Work instruction
Repeat all of the records word for word, but skip any picture.

[Stored data entries]
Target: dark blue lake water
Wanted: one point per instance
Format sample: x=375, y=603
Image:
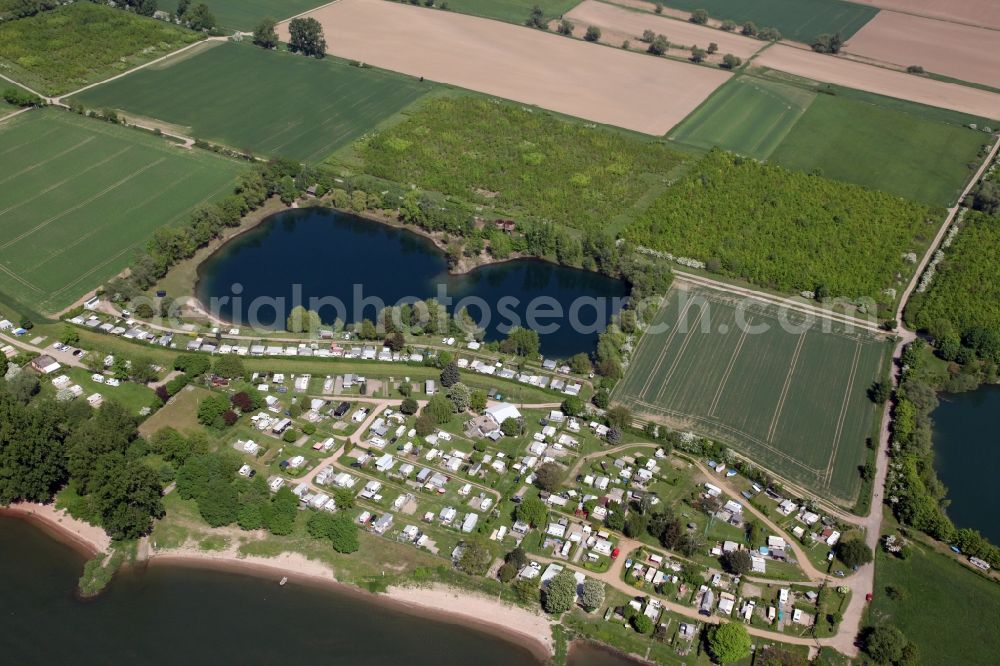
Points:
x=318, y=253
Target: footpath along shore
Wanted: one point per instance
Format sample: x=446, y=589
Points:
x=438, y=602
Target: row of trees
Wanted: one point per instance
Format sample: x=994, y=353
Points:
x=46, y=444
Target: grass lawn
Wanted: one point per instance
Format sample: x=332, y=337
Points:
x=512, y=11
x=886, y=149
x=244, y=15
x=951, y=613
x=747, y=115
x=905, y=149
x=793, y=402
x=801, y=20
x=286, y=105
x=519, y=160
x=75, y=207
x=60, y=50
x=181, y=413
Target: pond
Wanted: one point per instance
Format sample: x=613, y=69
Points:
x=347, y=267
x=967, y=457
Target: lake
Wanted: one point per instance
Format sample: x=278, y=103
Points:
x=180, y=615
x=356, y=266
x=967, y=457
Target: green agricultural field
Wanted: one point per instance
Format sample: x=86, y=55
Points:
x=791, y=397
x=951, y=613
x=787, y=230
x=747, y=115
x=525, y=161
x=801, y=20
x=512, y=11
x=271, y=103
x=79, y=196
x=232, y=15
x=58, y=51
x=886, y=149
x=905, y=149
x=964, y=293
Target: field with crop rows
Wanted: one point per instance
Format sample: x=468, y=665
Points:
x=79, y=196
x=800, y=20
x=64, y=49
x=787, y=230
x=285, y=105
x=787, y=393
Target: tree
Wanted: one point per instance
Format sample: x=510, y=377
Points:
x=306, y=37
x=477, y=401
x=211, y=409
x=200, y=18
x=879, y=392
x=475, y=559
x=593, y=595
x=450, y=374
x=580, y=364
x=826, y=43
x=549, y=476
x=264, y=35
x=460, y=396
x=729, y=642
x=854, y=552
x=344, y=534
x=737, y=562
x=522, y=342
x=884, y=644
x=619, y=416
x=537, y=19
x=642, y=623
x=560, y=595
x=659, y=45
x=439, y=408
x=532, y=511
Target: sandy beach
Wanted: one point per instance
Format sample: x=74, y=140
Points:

Response to the task
Target: dark blue lake water
Wanted: one point per instance
Format sample: x=375, y=603
Image:
Points:
x=318, y=253
Target: footpath along shore
Wanted: one point per instance
Format sample: x=446, y=589
Points:
x=438, y=602
Target: row of trees
Wanted: one point per instance
Format sample: x=994, y=353
Points:
x=46, y=444
Target: grass lawn
Wanted: one point per instance
Format sample: x=332, y=337
Points:
x=512, y=11
x=886, y=149
x=244, y=15
x=951, y=613
x=747, y=115
x=905, y=149
x=793, y=402
x=801, y=20
x=286, y=105
x=519, y=160
x=75, y=207
x=60, y=50
x=181, y=413
Target: pond
Wanted: one point per instance
Format sample: x=613, y=69
Points:
x=347, y=267
x=967, y=457
Target: lake
Wanted: one point per instance
Format sample: x=278, y=103
Points:
x=180, y=615
x=356, y=266
x=967, y=457
Target: green agricultural field
Wanted: one point per instance
Format sample: x=86, y=55
Points:
x=791, y=397
x=951, y=613
x=787, y=230
x=747, y=115
x=525, y=161
x=801, y=20
x=512, y=11
x=271, y=103
x=79, y=196
x=232, y=15
x=58, y=51
x=886, y=149
x=905, y=149
x=964, y=293
Target: field with crop rows
Wanted: one point per instance
Format sample: x=468, y=665
Points:
x=79, y=196
x=800, y=20
x=64, y=49
x=787, y=230
x=285, y=105
x=787, y=393
Target: tree
Wanted: one point per instance
Format sample: x=510, y=377
Points:
x=306, y=37
x=477, y=401
x=211, y=409
x=200, y=18
x=879, y=392
x=475, y=559
x=593, y=595
x=450, y=374
x=580, y=364
x=826, y=43
x=549, y=476
x=264, y=35
x=460, y=396
x=729, y=642
x=854, y=552
x=344, y=534
x=737, y=562
x=522, y=342
x=884, y=644
x=619, y=416
x=537, y=19
x=642, y=623
x=560, y=595
x=659, y=45
x=439, y=408
x=532, y=511
Target: sandy beach
Wanted: one point per instance
Format sample: x=74, y=140
Points:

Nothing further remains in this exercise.